[EXERCISE INPUT]

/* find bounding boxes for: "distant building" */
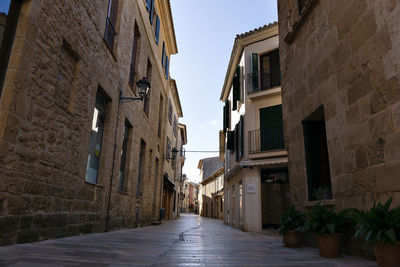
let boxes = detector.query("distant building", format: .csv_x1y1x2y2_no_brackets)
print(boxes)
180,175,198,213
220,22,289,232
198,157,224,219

[/EXERCISE INPUT]
[EXERCISE INPUT]

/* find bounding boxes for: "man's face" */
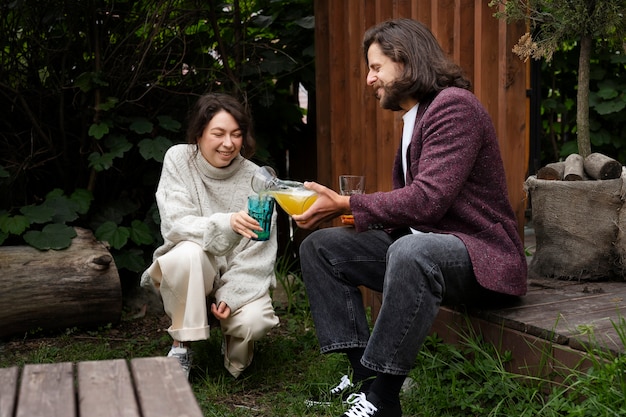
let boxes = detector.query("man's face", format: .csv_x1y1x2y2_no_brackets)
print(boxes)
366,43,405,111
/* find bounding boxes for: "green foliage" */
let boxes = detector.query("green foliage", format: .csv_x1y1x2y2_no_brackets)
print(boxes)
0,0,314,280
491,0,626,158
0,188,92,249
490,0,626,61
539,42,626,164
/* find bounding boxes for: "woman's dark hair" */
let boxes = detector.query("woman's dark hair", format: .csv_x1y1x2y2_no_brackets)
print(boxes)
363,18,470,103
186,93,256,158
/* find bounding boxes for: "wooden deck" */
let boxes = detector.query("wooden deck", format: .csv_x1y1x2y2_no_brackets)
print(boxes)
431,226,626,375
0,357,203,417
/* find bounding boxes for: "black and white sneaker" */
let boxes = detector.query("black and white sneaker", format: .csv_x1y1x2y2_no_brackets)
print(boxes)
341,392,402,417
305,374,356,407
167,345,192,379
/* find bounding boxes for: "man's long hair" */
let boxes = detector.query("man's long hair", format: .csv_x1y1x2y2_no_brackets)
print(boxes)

[/EXERCISE INPUT]

### PROBLEM STATEMENT
Filter these records, keeping every line where the word "long" occurs.

### OUTPUT
/* find bounding boxes for: "man's long hair" */
let boxes = detector.query("man's long hair", format: .csv_x1y1x2y2_no_brackets)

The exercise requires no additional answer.